• EXTRAIT DU DOCUMENT
++++++++++

Discours de réception du comte de Roquelaure

Le 4 mars 1771

Jean-Armand de ROQUELAURE

M. de Roquelaure, évêque de Senlis, ayant été élu par Messieurs de l’Académie française à la place de M. de Moncrif, y est venu prendre séance le lundi 4 mars 1771, et a prononcé le discours qui suit :

 

Messieurs,

POURQUOI faut-il que le moment destiné à marquer sa reconnoissance soit presque toujours celui où il est le plus difficile de l’exprimer ? Si tous les hommes, en obtenant une grace, éprouvent cet embarras, s’il doit même s’accroître à proportion que le bienfait est plus signalé ; la faveur que vous m’avez faite en m’associant à vous, semble, par son importance même, avoir préparé mon excuse, & me donner des droits à votre indulgence. Puis-je espérer que, satisfaits d’apercevoir dans mon Discours tout le prix que j’attache à mon adoption, vous voudrez bien lire vous-même mon cœur les sentimens dont il est pénétré ?

Non, Messieurs, & je me flatte de le sentir sur-tout en cet instant, il n’est point d’avantage aussi précieux que celui d’être admis parmi vous. Un amateur des Lettres peut sans doute, dans la solitude & le silence, perfectionner sa raison, épurer son goût par la méditation assidue des Écrivains célèbres qui ont obtenu le suffrage de tous les siècles : mais quand il aspire enfin à exposer ses connoissances au grand jour, quand il veut donner à ses pensées l’ordre, la précision, l’élégance qui leur convient, & répandre dans tout le discours ce nombre soutenu, cette harmonie variée dont le charme est si puissant ; quand, pour attacher son Lecteur, il se propose d’employer cette adresse ingénieuse & si peu connue, d’unir toutes ses idées par une chaîne insensible ; c’est alors qu’en interrogeant des juges éclairés & intéressés à sa gloire, il reçoit de vous les plus amples secours. À la faveur des nouvelles lumières qu’il emprunte de vous, & que la réunion des divers talens pouvoit seule lui offrir, il voit bientôt ses doutes s’éclaircir, ses difficultés se résoudre, & les obstacles qui l’avaient arrêté, disparoître & s’évanouir. L’utile contradiction qui résulte de la diversité des caractères, des goûts, des esprits, & des humeurs, par le choc des opinions, fait briller enfin à ses yeux cet heureux jour qui peut seul fixer un esprit solide, & qui est l’unique objet de ses recherches.

++++++++++

• DONNÉES FOURNIES
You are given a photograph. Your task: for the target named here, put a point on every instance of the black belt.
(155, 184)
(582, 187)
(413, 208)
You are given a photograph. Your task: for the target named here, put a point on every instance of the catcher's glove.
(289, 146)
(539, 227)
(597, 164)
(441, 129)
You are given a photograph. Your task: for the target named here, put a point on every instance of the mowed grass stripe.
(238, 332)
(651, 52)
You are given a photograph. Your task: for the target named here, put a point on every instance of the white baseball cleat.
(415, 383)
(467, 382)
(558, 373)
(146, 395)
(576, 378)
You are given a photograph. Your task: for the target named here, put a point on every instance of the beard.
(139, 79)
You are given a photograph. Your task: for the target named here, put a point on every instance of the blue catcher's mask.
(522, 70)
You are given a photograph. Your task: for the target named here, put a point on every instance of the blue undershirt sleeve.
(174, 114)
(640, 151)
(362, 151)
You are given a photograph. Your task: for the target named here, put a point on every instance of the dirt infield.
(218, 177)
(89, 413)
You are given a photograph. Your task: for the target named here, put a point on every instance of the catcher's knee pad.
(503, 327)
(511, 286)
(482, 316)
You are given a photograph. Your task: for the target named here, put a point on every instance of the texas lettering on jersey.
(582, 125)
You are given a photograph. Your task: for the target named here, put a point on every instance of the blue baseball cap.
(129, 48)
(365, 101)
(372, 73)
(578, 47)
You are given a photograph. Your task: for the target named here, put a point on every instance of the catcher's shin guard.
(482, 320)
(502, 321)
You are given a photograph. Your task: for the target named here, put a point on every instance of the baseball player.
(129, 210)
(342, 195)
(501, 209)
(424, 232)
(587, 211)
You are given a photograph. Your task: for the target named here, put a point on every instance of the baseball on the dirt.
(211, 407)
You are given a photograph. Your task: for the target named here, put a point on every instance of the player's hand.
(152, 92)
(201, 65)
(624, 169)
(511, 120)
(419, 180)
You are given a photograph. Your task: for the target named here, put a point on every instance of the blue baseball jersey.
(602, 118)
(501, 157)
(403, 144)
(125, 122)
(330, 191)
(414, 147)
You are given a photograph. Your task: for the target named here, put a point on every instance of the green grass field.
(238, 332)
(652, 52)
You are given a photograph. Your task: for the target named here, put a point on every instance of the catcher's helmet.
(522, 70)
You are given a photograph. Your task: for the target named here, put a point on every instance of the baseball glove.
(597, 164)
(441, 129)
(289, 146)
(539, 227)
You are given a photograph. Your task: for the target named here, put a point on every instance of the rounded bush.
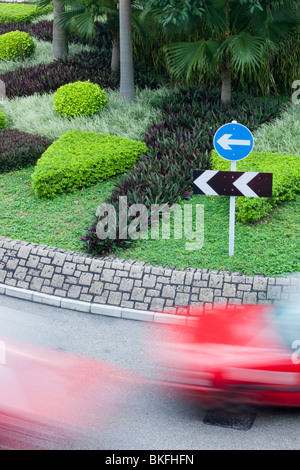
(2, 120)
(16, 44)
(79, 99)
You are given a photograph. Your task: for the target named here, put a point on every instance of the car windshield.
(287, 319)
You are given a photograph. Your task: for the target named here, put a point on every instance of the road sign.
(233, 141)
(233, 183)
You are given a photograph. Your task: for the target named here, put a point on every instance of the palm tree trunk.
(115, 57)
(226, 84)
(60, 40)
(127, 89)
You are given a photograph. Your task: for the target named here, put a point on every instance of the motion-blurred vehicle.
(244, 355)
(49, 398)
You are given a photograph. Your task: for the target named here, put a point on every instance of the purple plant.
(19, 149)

++++++++++

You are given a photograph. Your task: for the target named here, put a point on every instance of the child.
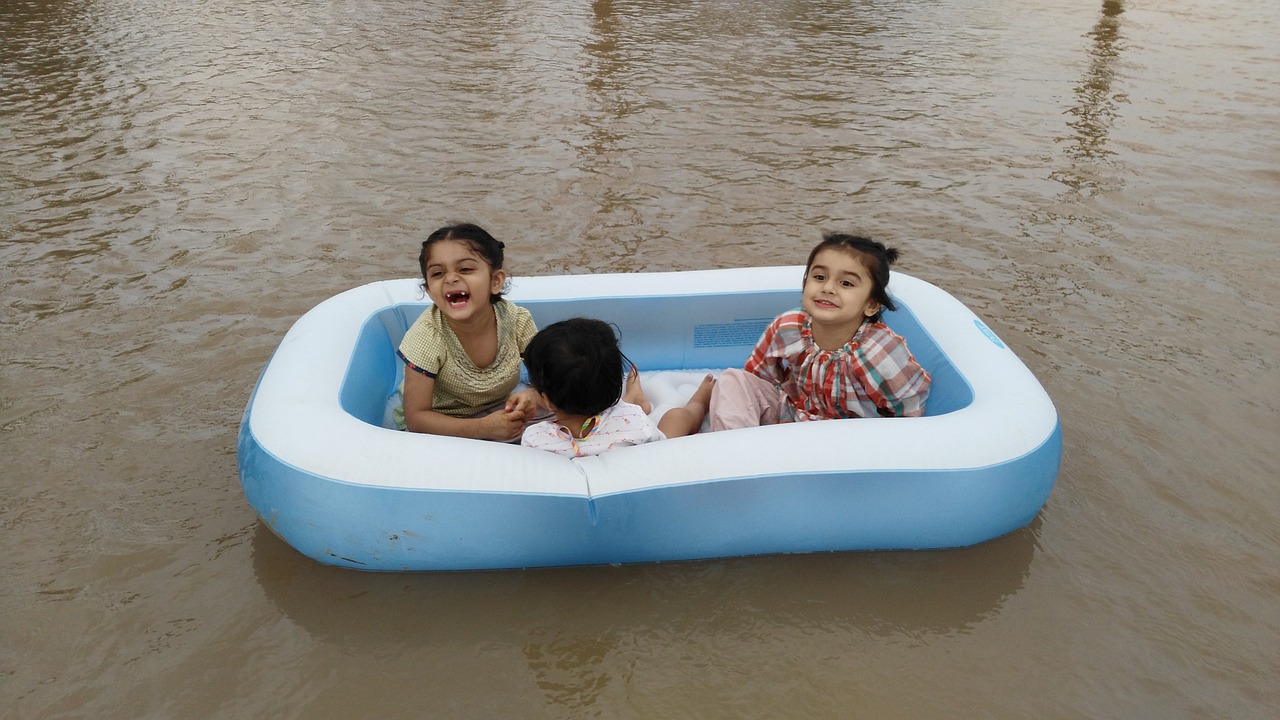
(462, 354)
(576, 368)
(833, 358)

++++++++++

• TÂCHES À EFFECTUER
1) Recopiez fidèlement le passage du discours qui commence par « M. de Roquelaure, évêque » et se poursuit jusqu'à « est pénétré ? ».
2) Relevez chaque ligne des entrées où figure la chaîne « catcher ».
Le discours et les entrées constituent deux matériaux distincts.

• RÉPONSES AUX TÂCHES
1)
M. de Roquelaure, évêque de Senlis, ayant été élu par Messieurs de l’Académie française à la place de M. de Moncrif, y est venu prendre séance le lundi 4 mars 1771, et a prononcé le discours qui suit :

 

Messieurs,

POURQUOI faut-il que le moment destiné à marquer sa reconnoissance soit presque toujours celui où il est le plus difficile de l’exprimer ? Si tous les hommes, en obtenant une grace, éprouvent cet embarras, s’il doit même s’accroître à proportion que le bienfait est plus signalé ; la faveur que vous m’avez faite en m’associant à vous, semble, par son importance même, avoir préparé mon excuse, & me donner des droits à votre indulgence. Puis-je espérer que, satisfaits d’apercevoir dans mon Discours tout le prix que j’attache à mon adoption, vous voudrez bien lire vous-même mon cœur les sentimens dont il est pénétré ?

2)
You are given a photograph. Your task: for the target named here, put a point on every instance of the catcher's glove.
You are given a photograph. Your task: for the target named here, put a point on every instance of the blue catcher's mask.
You are given a photograph. Your task: for the target named here, put a point on every instance of the catcher's knee pad.
You are given a photograph. Your task: for the target named here, put a point on every instance of the catcher's shin guard.
You are given a photograph. Your task: for the target named here, put a point on every instance of the catcher's helmet.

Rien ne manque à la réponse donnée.